GIVEN INSTRUCTION » Write out the lines from the start of the records up to and including the line containing "[[85,121],[91,121],[95,120],[95,117],[99,114],[87,114],[84,119]]", requests included. Rescale every coordinate in the answers by a factor of 1.25, rounding each result to a whole number with halves rounded up.

RECORD LIST »
-- -- --

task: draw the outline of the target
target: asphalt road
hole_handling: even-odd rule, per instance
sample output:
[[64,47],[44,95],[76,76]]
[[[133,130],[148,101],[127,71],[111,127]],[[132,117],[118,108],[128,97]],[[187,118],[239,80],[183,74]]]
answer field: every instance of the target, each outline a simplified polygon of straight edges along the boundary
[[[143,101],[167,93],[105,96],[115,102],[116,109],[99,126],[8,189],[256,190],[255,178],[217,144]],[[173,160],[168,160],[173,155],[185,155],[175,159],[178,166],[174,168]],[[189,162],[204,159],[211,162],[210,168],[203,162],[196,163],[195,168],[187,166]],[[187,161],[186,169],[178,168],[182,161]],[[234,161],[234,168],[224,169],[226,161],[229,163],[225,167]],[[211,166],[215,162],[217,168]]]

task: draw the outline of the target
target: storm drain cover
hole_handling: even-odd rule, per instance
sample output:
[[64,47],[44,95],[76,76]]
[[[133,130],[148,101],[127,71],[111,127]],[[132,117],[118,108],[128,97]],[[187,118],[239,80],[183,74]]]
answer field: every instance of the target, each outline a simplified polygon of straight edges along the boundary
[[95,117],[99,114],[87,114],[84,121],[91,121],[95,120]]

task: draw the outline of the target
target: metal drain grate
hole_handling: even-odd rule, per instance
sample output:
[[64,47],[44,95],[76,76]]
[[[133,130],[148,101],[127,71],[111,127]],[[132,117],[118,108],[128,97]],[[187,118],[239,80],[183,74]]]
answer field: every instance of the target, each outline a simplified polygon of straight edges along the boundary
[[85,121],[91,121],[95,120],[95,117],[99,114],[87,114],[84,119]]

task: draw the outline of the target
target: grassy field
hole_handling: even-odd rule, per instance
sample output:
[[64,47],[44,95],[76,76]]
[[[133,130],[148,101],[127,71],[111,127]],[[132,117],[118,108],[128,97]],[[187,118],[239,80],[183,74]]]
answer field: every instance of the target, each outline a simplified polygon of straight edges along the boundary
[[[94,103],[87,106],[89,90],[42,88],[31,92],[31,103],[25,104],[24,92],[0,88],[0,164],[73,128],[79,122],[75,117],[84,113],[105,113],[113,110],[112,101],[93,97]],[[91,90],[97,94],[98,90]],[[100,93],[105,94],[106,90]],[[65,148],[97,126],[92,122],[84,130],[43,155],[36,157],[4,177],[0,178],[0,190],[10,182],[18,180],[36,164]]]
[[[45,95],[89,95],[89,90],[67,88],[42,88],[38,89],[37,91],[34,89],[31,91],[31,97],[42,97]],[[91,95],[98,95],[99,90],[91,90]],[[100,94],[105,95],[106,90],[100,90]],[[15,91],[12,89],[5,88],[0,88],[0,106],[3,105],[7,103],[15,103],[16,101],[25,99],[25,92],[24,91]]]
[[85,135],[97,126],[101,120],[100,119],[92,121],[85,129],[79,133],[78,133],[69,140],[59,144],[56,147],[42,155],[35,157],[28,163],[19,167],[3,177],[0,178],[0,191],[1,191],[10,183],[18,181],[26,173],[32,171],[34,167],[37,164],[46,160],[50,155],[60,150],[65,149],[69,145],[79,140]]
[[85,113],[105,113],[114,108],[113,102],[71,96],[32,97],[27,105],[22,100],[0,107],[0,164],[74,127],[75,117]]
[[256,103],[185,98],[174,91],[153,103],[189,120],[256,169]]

-- -- --

WRITTEN SOLUTION »
task: draw the outline of the target
target: asphalt road
hole_handling: even-odd rule, per instance
sample output:
[[64,47],[44,95],[76,76]]
[[[133,130],[148,101],[127,71],[111,127]],[[132,117],[118,108],[128,97]],[[187,118],[239,80],[183,74]]]
answer field: every instance of the target, each outline a simplified polygon of straight edges along the boundary
[[[179,126],[209,116],[131,120],[144,128],[145,136],[124,158],[10,236],[320,238],[319,223],[271,180]],[[216,200],[210,200],[216,194],[231,194],[219,199],[223,208],[218,210]],[[236,203],[255,199],[264,203],[263,210],[254,203],[245,204],[244,210],[234,208]],[[234,201],[233,211],[223,210],[228,201]],[[293,201],[293,210],[280,211],[283,201],[286,204],[281,209]],[[264,208],[269,203],[271,210]]]

task: draw the outline of the target
target: storm drain cover
hole_handling: even-odd rule, per instance
sample output:
[[64,47],[44,95],[76,76]]
[[[133,130],[148,101],[127,71],[111,127]],[[132,117],[118,108],[128,97]],[[187,118],[239,80],[183,74]]]
answer field: every instance of the target, each outline a simplified polygon of straight edges along the boundary
[[119,146],[124,143],[109,143],[105,151],[114,151],[119,150]]

task: draw the outline of the target
target: metal drain grate
hole_handling: even-odd rule, per instance
sample output:
[[64,47],[44,95],[76,76]]
[[[133,130],[148,101],[127,71],[111,127]],[[132,117],[118,108],[128,97]],[[187,118],[239,80],[183,74]]]
answer field: every instance of the target, each outline a simplified polygon of straight edges along the boundary
[[106,151],[114,151],[119,150],[119,146],[124,143],[109,143],[105,149]]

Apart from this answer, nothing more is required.